* _WRITTEN TASK_
Beginning with the line containing "point: wheel shadow" and ending with the last line, repeat the records exactly.

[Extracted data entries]

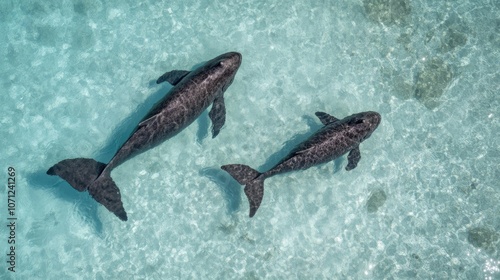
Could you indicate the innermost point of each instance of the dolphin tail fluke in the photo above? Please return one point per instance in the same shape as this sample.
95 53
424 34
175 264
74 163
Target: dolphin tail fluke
253 181
87 174
105 191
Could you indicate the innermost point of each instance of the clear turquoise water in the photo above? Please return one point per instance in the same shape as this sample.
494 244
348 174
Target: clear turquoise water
76 76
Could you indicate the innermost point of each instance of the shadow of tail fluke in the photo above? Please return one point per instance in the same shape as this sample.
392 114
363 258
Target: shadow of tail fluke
87 174
253 181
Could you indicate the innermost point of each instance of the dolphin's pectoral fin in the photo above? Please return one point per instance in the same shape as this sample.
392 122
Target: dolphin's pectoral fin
326 118
146 121
105 191
218 115
173 77
353 158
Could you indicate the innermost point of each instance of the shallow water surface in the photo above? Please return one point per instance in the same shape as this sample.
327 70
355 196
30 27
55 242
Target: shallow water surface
77 76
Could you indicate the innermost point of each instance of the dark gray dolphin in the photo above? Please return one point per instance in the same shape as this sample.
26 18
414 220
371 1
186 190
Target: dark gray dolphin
333 140
192 93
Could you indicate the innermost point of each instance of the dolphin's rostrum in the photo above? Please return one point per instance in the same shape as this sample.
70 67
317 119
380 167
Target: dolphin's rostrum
192 93
333 140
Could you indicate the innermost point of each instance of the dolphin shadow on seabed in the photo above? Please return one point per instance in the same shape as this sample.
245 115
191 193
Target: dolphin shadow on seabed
85 205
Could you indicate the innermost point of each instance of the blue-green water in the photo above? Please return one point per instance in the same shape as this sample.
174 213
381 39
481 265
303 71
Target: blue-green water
76 76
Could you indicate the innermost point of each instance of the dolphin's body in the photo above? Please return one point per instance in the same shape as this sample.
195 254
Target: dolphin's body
192 93
333 140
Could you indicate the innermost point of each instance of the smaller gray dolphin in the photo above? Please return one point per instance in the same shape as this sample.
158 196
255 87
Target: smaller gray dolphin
333 140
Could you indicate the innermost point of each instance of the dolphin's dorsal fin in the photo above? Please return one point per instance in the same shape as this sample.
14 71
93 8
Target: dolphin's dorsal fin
325 118
173 77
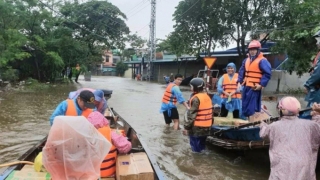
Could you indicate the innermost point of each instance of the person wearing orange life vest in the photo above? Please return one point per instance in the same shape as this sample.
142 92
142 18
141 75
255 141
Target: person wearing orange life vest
171 96
199 117
254 75
227 86
120 144
100 100
83 105
312 85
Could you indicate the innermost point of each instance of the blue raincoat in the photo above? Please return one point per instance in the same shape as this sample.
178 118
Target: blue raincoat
251 99
235 103
176 93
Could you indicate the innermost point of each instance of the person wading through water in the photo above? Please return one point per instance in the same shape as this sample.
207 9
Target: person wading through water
171 96
199 117
227 88
254 75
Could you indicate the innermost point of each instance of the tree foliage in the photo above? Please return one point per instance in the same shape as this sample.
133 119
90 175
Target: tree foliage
202 25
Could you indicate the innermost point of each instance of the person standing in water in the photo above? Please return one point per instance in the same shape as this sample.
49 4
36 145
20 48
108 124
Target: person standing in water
171 96
229 92
254 75
199 117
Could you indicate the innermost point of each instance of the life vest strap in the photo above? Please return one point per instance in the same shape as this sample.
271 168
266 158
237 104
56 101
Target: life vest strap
110 159
112 165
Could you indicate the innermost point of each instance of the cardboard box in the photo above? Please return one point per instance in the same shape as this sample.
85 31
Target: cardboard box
135 166
258 116
24 175
224 121
108 178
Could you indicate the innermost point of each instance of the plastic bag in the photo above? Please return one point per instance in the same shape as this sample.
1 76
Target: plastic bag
74 149
38 165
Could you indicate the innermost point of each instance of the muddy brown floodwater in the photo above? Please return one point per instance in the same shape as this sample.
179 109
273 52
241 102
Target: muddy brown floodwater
24 121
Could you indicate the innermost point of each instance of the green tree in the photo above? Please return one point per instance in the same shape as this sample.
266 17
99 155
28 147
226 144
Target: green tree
121 68
295 39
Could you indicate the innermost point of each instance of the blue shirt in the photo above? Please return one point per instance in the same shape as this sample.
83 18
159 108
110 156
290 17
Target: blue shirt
175 93
264 66
62 109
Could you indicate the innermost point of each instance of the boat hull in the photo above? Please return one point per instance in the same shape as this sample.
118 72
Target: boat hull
137 146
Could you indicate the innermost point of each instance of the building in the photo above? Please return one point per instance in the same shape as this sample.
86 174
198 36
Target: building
190 65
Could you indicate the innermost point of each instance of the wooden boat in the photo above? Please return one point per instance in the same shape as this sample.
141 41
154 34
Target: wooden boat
242 139
137 146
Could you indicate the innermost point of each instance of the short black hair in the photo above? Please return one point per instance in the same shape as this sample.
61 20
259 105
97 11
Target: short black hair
177 76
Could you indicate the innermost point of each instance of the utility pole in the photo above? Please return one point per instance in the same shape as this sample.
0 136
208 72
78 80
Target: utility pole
152 38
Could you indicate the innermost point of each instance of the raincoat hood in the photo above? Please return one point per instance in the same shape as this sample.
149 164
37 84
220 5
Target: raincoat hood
233 66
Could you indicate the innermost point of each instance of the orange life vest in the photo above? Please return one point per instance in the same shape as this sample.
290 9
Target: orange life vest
230 85
108 166
72 110
204 114
253 72
168 96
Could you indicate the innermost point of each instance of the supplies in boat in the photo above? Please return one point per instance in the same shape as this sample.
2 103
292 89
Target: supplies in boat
262 115
224 121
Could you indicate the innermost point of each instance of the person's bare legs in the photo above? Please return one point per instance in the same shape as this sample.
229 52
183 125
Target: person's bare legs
176 124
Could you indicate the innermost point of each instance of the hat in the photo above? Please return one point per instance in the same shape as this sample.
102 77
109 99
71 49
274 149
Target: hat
98 95
97 119
290 106
88 98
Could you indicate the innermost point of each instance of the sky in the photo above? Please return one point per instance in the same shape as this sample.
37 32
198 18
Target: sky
138 14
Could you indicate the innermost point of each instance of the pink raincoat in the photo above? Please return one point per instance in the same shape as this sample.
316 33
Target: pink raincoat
74 149
294 145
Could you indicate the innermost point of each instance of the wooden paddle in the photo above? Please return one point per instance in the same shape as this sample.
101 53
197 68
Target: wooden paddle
272 119
15 163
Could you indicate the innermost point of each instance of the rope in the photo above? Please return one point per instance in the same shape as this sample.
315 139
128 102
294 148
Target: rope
16 162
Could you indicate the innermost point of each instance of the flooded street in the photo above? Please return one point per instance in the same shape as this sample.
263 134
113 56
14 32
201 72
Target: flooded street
24 120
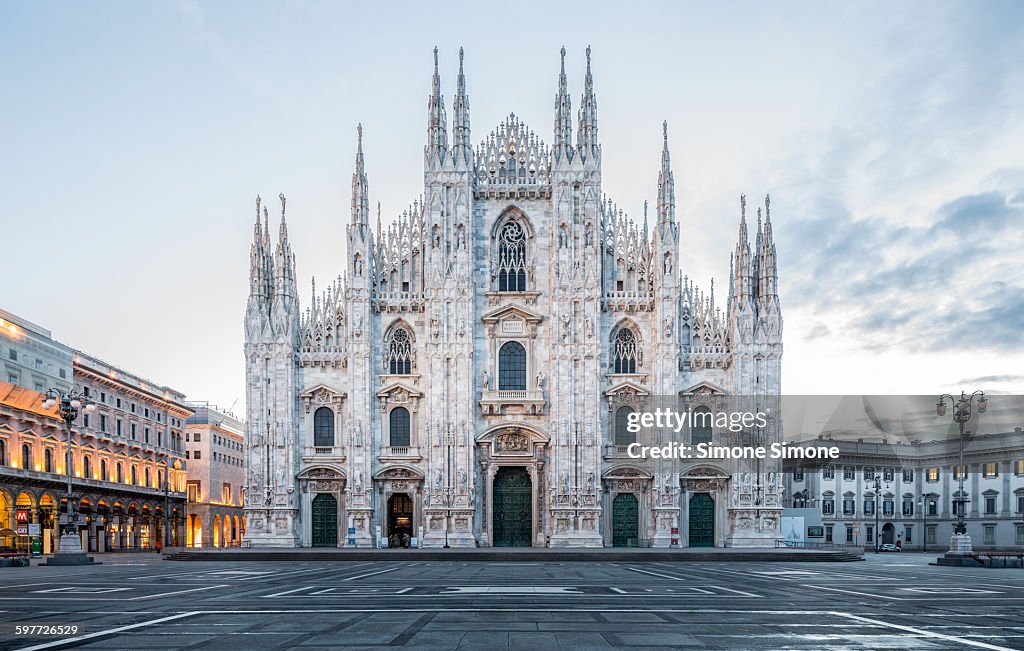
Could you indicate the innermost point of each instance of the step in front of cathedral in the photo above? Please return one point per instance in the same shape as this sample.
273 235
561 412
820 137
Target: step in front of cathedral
525 555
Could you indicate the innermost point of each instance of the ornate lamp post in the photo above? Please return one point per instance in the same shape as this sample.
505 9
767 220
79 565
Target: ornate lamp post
925 503
70 548
877 485
448 494
167 498
960 543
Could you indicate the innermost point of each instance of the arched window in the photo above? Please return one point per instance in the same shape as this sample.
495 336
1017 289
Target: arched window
512 258
324 428
398 352
512 367
623 435
400 431
624 357
700 425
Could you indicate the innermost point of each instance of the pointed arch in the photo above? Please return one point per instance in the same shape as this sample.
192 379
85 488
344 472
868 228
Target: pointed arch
510 252
399 349
626 352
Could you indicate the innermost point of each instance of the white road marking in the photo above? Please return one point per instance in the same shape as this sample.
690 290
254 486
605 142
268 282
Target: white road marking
352 578
927 634
102 634
675 578
83 590
177 592
289 592
950 591
738 592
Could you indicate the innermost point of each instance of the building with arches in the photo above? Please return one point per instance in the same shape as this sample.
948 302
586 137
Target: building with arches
215 482
121 497
469 375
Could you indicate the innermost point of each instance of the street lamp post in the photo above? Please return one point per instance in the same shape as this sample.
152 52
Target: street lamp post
877 485
960 543
71 402
449 490
168 538
925 504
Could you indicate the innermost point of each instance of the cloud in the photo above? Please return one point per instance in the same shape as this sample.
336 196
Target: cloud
954 284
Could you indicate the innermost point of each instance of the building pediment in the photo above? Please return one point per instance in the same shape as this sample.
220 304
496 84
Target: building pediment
702 388
627 472
397 393
512 438
512 311
399 472
323 471
706 472
322 394
627 390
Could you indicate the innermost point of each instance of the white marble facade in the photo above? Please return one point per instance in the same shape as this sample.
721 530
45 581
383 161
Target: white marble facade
460 380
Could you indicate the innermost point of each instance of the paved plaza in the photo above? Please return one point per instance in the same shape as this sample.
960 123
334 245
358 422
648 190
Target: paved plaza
891 601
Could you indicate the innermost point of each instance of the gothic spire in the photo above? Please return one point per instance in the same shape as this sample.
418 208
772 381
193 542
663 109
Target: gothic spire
666 183
258 260
741 275
436 122
563 118
462 147
587 138
767 268
360 189
284 271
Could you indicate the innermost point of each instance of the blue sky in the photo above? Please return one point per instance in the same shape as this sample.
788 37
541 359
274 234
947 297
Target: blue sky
891 137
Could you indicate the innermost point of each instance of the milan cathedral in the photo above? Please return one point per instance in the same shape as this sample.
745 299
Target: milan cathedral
467 380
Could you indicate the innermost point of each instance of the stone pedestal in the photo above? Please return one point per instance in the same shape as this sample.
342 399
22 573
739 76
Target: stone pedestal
70 544
961 553
960 545
70 553
758 526
270 528
576 528
459 525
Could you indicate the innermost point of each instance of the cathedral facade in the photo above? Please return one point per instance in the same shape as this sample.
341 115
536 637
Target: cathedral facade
468 379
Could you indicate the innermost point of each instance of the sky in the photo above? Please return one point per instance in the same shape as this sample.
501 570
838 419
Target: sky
890 136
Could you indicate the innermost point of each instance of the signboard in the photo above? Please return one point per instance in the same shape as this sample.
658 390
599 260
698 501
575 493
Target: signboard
793 528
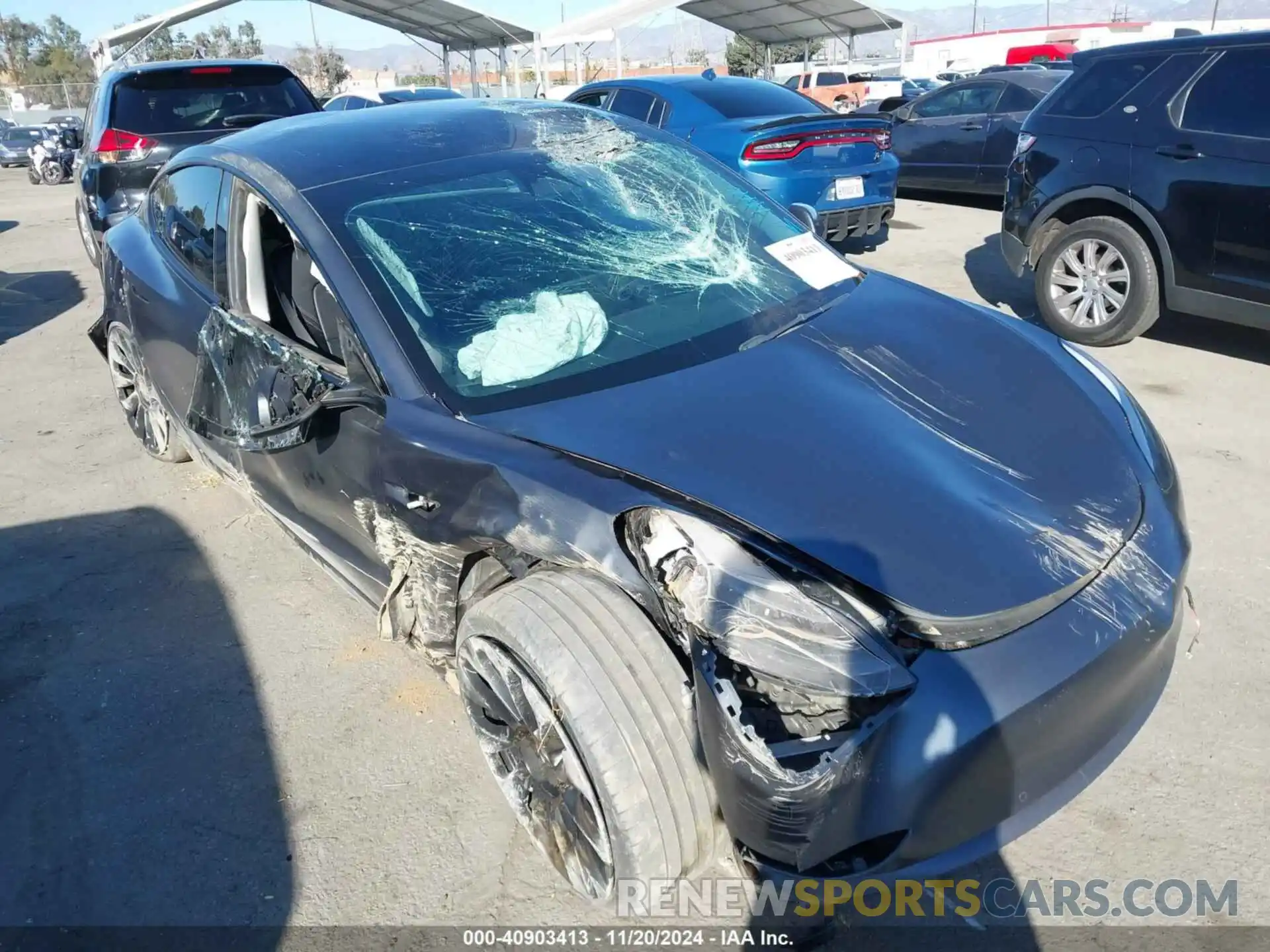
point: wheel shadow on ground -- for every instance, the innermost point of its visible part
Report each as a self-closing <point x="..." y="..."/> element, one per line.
<point x="994" y="281"/>
<point x="1216" y="337"/>
<point x="31" y="299"/>
<point x="139" y="785"/>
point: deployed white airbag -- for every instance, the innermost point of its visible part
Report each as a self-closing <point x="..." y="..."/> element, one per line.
<point x="562" y="328"/>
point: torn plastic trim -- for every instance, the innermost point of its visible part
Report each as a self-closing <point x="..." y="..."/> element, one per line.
<point x="812" y="637"/>
<point x="778" y="795"/>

* _ANSWER TO THIS PROBLEM_
point: wheel shadow on ground -- for every instance, the innermost point of its visible part
Report each as a self-closing <point x="..." y="..."/> element, one per line.
<point x="994" y="281"/>
<point x="1216" y="337"/>
<point x="31" y="299"/>
<point x="139" y="785"/>
point: deployed white airbag -- for every instance, the innermost point of its visible part
Report each as a self-closing <point x="..." y="..."/> element, one per line.
<point x="562" y="328"/>
point: torn plastic trim -- for every instance, the innermost point of its visible part
Report each as a self-closing <point x="..." y="..."/> element, one per line.
<point x="812" y="637"/>
<point x="778" y="795"/>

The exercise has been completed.